• **TEXTO**:

****************

Era preciso dar representación a estas escenas de comedia, en las que Protágoras desempeña el papel de corifeo de los sofistas, mientras que Sócrates se complace en tomar, tan pronto el papel de un farsante burlón, tan pronto el de un espectador descontento y despiadado, y de aquí el objeto de la discusión producido naturalmente por la situación del joven hijo de Apolodoro. Hipócrates solicitó, en efecto, de Sócrates que le proporcionara un maestro capaz de enseñar lo que debe saber un joven de su edad. ¿Qué otra cosa puede ser sino la virtud?, ¿la virtud puede ser enseñada?; he aquí la cuestión. Protágoras sostiene la afirmativa, y Sócrates la tesis contraria; y este debate contradictorio forma el curso de este diálogo, que algunas líneas bastarán para resumir.

Protágoras, para darse importancia a los ojos de Sócrates y de la gente que le rodea, se alaba de enseñar el arte de gobernar los negocios privados y públicos, es decir, la política. Sócrates se sorprende de que la política pueda enseñarse, por la sencilla razón de que los negocios públicos son, entre todos, los únicos sobre los que los ciudadanos de todas las condiciones y de todas las profesiones son admitidos diariamente a dar su dictamen, y esto sin haber recibido jamás ninguna enseñanza. También lo extrañó por esta otra razón, y es que los más grandes políticos, Pericles, por ejemplo, jamás han podido trasmitir a sus hijos su propia habilidad.

****************

• **EJERCICIO PROPUESTO**: Reescribe el texto desde "Era preciso dar" hasta "bastarán para resumir.", cambiando "discusión" por "disputa". Estas filas proceden de otra fuente.

(Filas almacenadas del conjunto de datos)
****************

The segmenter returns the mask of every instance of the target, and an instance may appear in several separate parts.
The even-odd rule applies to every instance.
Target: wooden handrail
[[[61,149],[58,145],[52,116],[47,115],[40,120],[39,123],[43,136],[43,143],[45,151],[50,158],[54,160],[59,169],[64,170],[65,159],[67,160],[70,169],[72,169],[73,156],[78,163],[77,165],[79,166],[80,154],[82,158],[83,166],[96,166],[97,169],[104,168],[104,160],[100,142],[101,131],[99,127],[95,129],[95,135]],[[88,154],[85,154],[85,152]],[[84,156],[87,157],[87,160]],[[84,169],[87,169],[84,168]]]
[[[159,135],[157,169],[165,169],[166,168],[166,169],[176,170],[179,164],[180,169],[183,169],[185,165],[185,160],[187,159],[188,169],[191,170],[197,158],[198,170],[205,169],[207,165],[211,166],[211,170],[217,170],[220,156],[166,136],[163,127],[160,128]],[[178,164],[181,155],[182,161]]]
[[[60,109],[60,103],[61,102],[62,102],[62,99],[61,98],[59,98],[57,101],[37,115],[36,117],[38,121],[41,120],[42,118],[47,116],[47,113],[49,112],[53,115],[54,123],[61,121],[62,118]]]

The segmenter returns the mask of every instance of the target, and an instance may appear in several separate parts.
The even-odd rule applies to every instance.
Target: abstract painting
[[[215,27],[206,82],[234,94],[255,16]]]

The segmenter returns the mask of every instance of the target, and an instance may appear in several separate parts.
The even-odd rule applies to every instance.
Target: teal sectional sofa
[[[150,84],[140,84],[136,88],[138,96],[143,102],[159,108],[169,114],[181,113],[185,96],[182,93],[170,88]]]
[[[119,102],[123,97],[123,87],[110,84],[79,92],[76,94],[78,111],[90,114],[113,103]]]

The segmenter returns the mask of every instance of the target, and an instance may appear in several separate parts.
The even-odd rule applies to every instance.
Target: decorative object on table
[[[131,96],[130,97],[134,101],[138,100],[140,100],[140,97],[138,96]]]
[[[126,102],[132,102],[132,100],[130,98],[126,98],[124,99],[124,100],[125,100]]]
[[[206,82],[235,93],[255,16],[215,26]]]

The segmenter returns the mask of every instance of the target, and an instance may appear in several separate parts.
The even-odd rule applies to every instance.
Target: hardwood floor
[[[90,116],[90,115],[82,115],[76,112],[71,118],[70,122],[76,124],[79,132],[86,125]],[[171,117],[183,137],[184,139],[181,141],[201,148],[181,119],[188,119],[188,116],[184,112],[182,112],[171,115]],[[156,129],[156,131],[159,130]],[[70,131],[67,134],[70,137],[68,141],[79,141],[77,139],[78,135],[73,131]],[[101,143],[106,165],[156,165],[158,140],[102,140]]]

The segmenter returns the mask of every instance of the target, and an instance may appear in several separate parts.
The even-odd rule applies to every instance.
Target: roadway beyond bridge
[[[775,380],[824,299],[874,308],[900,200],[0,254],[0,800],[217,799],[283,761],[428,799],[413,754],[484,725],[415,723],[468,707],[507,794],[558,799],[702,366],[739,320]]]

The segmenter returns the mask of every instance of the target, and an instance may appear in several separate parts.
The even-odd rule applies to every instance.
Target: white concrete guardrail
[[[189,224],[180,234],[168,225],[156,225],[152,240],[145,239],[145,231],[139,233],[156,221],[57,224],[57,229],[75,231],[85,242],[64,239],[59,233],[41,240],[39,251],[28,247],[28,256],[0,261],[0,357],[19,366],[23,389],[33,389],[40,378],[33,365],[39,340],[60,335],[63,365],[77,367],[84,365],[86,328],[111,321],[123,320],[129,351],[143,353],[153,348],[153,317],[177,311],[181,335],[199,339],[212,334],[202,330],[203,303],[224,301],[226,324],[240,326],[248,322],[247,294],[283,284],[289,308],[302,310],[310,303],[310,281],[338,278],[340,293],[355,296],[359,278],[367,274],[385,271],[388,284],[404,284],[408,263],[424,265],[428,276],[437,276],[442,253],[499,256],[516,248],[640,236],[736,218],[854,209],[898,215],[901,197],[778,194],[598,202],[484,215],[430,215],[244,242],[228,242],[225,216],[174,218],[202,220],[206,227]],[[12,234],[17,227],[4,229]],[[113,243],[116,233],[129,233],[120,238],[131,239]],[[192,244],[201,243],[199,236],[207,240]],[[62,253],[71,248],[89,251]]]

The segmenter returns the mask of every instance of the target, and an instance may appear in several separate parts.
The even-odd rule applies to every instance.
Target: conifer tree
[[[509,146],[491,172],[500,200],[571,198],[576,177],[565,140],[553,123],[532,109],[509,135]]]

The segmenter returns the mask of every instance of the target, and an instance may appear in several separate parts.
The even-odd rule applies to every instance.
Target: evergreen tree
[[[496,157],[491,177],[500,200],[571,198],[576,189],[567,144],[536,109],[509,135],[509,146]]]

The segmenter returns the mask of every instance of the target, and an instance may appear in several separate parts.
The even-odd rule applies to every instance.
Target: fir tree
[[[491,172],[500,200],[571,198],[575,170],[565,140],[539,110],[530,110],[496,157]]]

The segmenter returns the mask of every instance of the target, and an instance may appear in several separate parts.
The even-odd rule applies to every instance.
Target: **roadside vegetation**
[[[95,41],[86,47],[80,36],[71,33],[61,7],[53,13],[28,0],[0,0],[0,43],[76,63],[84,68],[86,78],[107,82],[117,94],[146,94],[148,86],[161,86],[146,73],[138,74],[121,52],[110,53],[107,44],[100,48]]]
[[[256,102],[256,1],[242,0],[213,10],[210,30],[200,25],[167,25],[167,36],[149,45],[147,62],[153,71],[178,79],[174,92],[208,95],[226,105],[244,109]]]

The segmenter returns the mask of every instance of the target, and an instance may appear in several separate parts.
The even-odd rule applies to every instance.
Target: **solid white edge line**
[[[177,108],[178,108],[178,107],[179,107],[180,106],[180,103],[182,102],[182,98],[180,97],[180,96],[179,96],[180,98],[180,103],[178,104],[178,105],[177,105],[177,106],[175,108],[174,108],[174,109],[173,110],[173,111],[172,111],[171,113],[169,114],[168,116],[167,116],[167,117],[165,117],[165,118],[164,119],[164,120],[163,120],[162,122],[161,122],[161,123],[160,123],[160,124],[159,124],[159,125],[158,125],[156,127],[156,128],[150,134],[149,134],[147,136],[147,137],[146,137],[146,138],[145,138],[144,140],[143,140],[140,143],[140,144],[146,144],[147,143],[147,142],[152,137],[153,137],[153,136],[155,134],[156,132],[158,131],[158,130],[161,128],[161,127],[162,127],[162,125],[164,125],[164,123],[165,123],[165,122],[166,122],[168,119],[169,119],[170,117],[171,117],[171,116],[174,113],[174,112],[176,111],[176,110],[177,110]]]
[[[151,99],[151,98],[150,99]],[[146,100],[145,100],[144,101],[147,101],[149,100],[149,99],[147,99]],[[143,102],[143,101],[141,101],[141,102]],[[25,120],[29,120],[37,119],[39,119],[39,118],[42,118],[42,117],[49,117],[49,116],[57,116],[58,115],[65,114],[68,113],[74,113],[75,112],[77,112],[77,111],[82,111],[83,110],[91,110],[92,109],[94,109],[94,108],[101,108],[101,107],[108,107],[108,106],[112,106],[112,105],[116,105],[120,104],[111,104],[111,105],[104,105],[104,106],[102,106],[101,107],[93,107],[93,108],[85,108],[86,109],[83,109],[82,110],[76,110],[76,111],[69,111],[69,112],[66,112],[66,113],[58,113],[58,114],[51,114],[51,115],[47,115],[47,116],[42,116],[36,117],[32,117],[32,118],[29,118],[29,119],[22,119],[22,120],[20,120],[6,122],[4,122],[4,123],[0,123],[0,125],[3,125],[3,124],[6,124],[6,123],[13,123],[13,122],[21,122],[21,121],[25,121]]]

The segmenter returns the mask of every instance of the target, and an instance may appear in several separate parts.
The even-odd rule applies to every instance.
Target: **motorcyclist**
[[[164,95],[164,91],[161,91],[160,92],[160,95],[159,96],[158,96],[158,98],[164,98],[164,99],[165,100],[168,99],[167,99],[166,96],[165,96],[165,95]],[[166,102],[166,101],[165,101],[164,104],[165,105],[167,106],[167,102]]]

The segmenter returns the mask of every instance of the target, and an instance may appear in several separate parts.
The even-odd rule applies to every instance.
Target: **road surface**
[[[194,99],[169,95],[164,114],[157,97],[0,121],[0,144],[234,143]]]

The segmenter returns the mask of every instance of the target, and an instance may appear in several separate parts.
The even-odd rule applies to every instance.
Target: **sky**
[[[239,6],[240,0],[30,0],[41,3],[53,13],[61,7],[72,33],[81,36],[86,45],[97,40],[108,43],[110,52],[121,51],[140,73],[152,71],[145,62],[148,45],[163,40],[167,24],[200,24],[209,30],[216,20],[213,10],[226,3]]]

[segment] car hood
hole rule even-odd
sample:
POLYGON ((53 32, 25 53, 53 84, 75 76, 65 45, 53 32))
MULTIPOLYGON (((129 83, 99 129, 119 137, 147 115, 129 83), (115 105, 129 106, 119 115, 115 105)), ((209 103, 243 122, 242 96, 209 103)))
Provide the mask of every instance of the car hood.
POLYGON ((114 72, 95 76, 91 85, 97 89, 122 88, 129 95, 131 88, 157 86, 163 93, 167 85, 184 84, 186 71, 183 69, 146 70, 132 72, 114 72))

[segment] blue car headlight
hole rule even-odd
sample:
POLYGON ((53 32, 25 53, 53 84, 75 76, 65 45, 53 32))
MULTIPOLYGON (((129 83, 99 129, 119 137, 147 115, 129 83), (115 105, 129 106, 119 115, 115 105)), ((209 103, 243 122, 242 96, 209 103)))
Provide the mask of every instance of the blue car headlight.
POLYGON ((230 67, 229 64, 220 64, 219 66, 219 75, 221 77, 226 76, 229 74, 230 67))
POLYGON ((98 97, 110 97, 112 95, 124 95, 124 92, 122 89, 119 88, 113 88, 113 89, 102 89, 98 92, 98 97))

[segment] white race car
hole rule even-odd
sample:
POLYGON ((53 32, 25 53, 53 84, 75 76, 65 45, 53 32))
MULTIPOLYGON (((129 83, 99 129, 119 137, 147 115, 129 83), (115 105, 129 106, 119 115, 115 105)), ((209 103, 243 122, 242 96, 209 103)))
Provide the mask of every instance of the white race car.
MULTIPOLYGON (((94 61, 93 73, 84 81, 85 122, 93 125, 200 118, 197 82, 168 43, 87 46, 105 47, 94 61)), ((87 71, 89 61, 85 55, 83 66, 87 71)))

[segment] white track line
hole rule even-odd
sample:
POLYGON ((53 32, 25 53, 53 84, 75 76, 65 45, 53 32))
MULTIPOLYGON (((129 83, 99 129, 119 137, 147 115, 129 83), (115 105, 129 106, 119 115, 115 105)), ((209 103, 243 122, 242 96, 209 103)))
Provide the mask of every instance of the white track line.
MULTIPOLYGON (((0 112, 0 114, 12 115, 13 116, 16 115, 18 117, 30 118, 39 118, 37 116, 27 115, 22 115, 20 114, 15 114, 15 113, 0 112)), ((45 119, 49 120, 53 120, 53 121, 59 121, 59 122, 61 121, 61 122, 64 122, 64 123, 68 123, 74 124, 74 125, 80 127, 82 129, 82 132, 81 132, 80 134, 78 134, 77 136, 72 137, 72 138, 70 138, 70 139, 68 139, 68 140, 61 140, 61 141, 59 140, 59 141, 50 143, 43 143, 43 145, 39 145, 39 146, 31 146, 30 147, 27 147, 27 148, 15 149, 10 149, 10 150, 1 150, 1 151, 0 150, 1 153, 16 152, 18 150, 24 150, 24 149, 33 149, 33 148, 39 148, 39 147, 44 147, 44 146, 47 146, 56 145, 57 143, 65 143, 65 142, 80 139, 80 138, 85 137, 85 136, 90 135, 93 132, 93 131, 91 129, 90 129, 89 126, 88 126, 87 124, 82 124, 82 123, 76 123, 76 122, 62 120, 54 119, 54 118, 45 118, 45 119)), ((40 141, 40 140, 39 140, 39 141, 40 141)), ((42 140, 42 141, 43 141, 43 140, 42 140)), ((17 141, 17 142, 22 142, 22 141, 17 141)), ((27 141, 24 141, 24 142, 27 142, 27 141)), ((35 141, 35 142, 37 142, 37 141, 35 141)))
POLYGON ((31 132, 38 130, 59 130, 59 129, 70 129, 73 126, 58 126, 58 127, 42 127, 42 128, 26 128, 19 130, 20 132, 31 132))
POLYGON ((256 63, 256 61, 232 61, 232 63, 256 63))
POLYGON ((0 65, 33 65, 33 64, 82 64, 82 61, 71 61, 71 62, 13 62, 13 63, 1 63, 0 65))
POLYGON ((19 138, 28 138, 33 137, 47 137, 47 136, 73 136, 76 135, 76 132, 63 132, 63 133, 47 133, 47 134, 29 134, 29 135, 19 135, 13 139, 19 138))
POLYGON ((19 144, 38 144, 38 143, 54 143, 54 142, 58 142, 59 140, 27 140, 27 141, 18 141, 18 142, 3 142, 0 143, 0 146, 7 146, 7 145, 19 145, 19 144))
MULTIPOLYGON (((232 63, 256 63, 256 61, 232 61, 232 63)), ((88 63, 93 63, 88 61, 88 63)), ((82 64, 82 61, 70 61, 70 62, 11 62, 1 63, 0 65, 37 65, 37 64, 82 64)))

****************

• **RESULTADO**:
Era preciso dar representación a estas escenas de comedia, en las que Protágoras desempeña el papel de corifeo de los sofistas, mientras que Sócrates se complace en tomar, tan pronto el papel de un farsante burlón, tan pronto el de un espectador descontento y despiadado, y de aquí el objeto de la disputa producido naturalmente por la situación del joven hijo de Apolodoro. Hipócrates solicitó, en efecto, de Sócrates que le proporcionara un maestro capaz de enseñar lo que debe saber un joven de su edad. ¿Qué otra cosa puede ser sino la virtud?, ¿la virtud puede ser enseñada?; he aquí la cuestión. Protágoras sostiene la afirmativa, y Sócrates la tesis contraria; y este debate contradictorio forma el curso de este diálogo, que algunas líneas bastarán para resumir.